→ **GIVEN PROBLEM**
Quote the listing in full, exactly as given, minus any pictures.

→ **AVAILABLE DATA**
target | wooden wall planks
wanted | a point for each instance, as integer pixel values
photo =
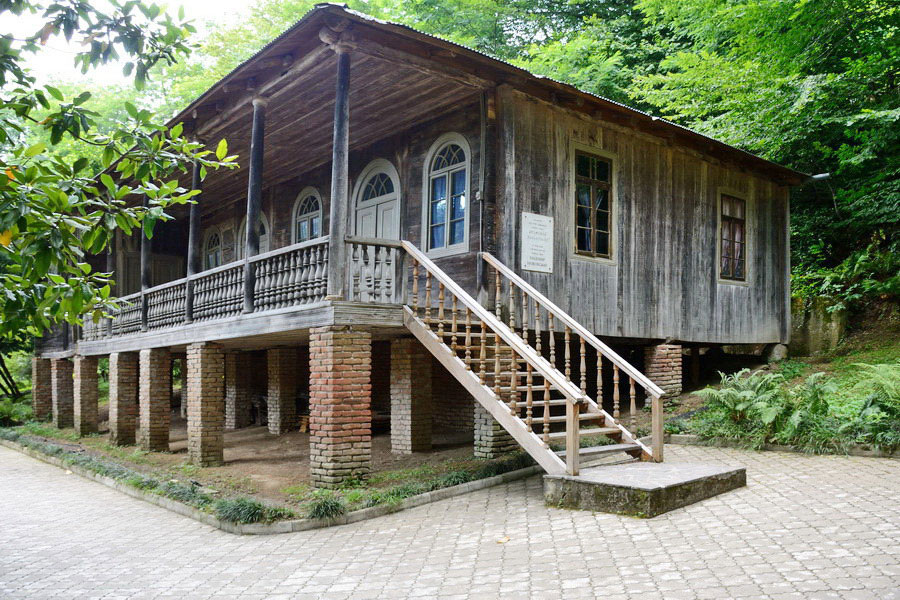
(662, 280)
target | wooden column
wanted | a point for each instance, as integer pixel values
(193, 258)
(339, 214)
(254, 198)
(145, 270)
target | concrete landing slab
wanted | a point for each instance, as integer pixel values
(641, 489)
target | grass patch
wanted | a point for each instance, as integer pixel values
(325, 506)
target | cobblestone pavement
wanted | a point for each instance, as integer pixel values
(805, 527)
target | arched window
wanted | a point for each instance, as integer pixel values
(241, 241)
(377, 193)
(446, 215)
(212, 250)
(307, 216)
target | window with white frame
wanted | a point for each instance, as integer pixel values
(212, 250)
(307, 216)
(446, 215)
(263, 236)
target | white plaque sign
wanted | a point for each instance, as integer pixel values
(537, 243)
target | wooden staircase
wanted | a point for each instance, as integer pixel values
(516, 379)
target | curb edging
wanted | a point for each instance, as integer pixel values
(279, 526)
(683, 439)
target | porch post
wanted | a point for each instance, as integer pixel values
(145, 271)
(254, 198)
(193, 258)
(339, 212)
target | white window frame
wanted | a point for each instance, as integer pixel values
(749, 218)
(379, 165)
(437, 146)
(241, 240)
(217, 230)
(614, 200)
(305, 193)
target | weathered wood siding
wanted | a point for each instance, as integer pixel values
(662, 280)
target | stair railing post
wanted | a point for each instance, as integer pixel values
(656, 428)
(573, 437)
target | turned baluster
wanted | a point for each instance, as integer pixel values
(546, 412)
(441, 310)
(529, 397)
(428, 298)
(453, 324)
(551, 340)
(468, 339)
(415, 288)
(583, 366)
(525, 301)
(388, 274)
(616, 392)
(633, 401)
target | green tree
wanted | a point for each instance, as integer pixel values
(54, 211)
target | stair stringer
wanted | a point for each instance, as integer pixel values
(528, 440)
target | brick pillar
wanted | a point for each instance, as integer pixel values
(281, 397)
(491, 440)
(410, 380)
(662, 365)
(86, 395)
(123, 405)
(206, 404)
(340, 442)
(237, 390)
(154, 399)
(41, 388)
(62, 392)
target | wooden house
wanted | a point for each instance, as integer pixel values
(441, 239)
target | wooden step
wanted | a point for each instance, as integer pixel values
(595, 451)
(561, 435)
(581, 417)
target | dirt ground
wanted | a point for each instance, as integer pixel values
(264, 464)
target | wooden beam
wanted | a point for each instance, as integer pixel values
(254, 198)
(340, 198)
(264, 89)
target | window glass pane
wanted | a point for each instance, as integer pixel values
(582, 165)
(583, 194)
(457, 232)
(602, 170)
(602, 199)
(584, 216)
(458, 183)
(584, 239)
(602, 243)
(602, 221)
(437, 237)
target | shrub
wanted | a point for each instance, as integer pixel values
(13, 413)
(188, 494)
(325, 505)
(240, 510)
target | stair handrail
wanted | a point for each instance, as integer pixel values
(575, 326)
(538, 362)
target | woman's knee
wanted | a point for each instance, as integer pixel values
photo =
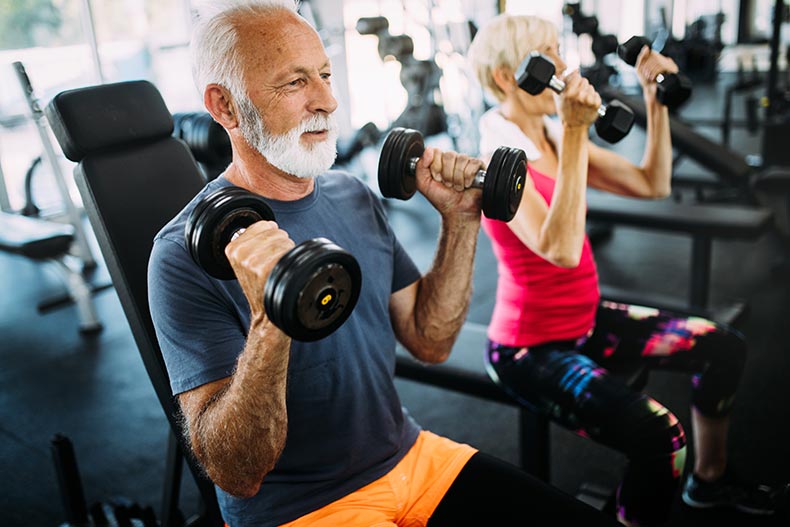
(714, 388)
(654, 432)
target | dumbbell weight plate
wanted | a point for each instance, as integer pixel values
(212, 223)
(396, 179)
(508, 184)
(615, 123)
(489, 203)
(312, 289)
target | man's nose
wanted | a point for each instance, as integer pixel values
(322, 99)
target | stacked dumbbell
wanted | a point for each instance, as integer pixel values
(502, 182)
(672, 89)
(312, 288)
(537, 72)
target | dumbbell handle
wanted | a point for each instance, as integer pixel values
(477, 181)
(558, 85)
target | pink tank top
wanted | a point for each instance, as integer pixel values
(536, 301)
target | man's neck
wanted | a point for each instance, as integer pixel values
(251, 171)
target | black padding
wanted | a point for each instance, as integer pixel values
(774, 179)
(34, 238)
(721, 221)
(133, 177)
(724, 162)
(99, 118)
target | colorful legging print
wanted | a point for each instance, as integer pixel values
(570, 381)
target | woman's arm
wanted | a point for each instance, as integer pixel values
(556, 232)
(652, 179)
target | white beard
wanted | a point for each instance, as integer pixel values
(286, 151)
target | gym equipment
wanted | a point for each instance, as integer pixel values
(120, 512)
(672, 89)
(536, 73)
(133, 177)
(73, 213)
(420, 78)
(502, 182)
(348, 149)
(206, 139)
(311, 290)
(601, 71)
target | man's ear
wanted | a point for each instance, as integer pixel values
(504, 78)
(221, 106)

→ **REPLY**
target | wooden wall planks
wanted | a point for each instance, as integer pixel values
photo =
(662, 280)
target | wooden column
wanted | a point for each instance, as integer pixel values
(193, 258)
(339, 214)
(254, 198)
(145, 270)
target | concrete landing slab
wanted | a point for each instance, as integer pixel values
(641, 489)
target | grass patch
wanted | a point for each instance, as integer pixel values
(325, 506)
target | cobblestone pavement
wanted | a point for each instance, as integer pixel values
(805, 527)
target | arched window
wanted | a point for each instance, as integer pixel values
(241, 241)
(377, 193)
(446, 215)
(212, 250)
(307, 216)
target | window with white frame
wanted | a point for each instance, as integer pixel values
(212, 250)
(307, 216)
(446, 215)
(263, 236)
target | white plaque sign
wanted | a point for each instance, as integer pixel values
(537, 243)
target | wooden staircase
wanted | a point for each instance, as integer pixel values
(516, 379)
target | curb edging
wanted | a point for each instance, as integer pixel values
(279, 526)
(683, 439)
target | porch post
wanted | a point for each instance, as integer pixel values
(145, 271)
(254, 198)
(193, 258)
(339, 212)
target | white window frame
wanted | a point for each instance, as integer pixel values
(749, 218)
(379, 165)
(437, 146)
(241, 240)
(217, 230)
(614, 200)
(305, 193)
target | weathered wood siding
wanted | a point for each instance, as integer pixel values
(662, 280)
target | stair railing post
wanted | a point for each instance, as integer pixel values
(656, 428)
(573, 437)
target | turned baluster
wanted | a point for each instance, as integer pixel values
(546, 412)
(441, 310)
(529, 397)
(428, 298)
(453, 324)
(551, 340)
(468, 339)
(415, 288)
(583, 366)
(525, 301)
(388, 274)
(616, 392)
(633, 401)
target | green tree
wanted | a point for each instance, as integer pixel values
(54, 211)
target | stair stringer
wanted | a point for each instance, as integer pixel values
(528, 440)
target | brick pillar
wanted | a point for each instance, as integer pixel values
(281, 397)
(491, 440)
(410, 380)
(662, 365)
(86, 395)
(123, 405)
(206, 404)
(340, 442)
(237, 390)
(154, 399)
(41, 388)
(62, 392)
target | wooden house
wanted | a point for each instance, as integer pixel values
(441, 239)
target | wooden step
wanted | a point for each instance, as integer pixel values
(595, 451)
(561, 435)
(581, 417)
target | dirt ground
wanted | a point for each instance, as integer pixel values
(264, 464)
target | wooden beam
wanted | a point for each instance, as integer pixel values
(254, 198)
(340, 198)
(264, 89)
target | window glass pane
wanted | a point for each instance, as integer pixel values
(582, 165)
(583, 194)
(457, 232)
(602, 170)
(602, 199)
(584, 216)
(458, 183)
(584, 239)
(602, 243)
(602, 221)
(437, 237)
target | shrub
wanted | a point for each instance, as integer pixel values
(13, 413)
(188, 494)
(325, 505)
(240, 510)
target | stair handrail
wanted | a point for each instance, as integer pixel values
(575, 326)
(538, 362)
target | woman's knee
wanted | a point for each instance, as integer pixel values
photo =
(714, 388)
(654, 432)
target | dumbbell weight plate
wanted | a point for each instance, as integer pixel values
(212, 223)
(396, 179)
(508, 184)
(615, 123)
(489, 203)
(312, 289)
target | man's nose
wanted | a point for each instance, as integer pixel values
(322, 99)
target | stacked dumbbell
wanted | a point for each instance, as integer pixel values
(502, 182)
(672, 89)
(312, 288)
(537, 72)
target | dumbbell handle
wanted | a point for each instance, as integer pixel values
(477, 181)
(558, 85)
target | pink tank top
wanted | a point for each instance, as integer pixel values
(536, 301)
target | man's neck
wanted | a point for each instance, as integer pixel values
(251, 171)
target | black padding
wanted | a point for each instance, as integer pixel values
(774, 179)
(34, 238)
(721, 221)
(133, 177)
(724, 162)
(99, 118)
target | colorful legging print
wanted | a point for each instance, as integer pixel values
(570, 381)
target | woman's arm
wanted | a point for each instance, as integer pixel values
(556, 232)
(652, 179)
target | white beard
wanted | a point for each instance, as integer pixel values
(286, 151)
target | gym equipment
wanted | a point for each instance, as integer pixel values
(120, 512)
(672, 89)
(536, 73)
(133, 177)
(73, 213)
(420, 78)
(502, 182)
(348, 149)
(206, 139)
(311, 290)
(601, 71)
target | man's ear
wanted | a point for each instance, as integer pixel values
(504, 78)
(221, 106)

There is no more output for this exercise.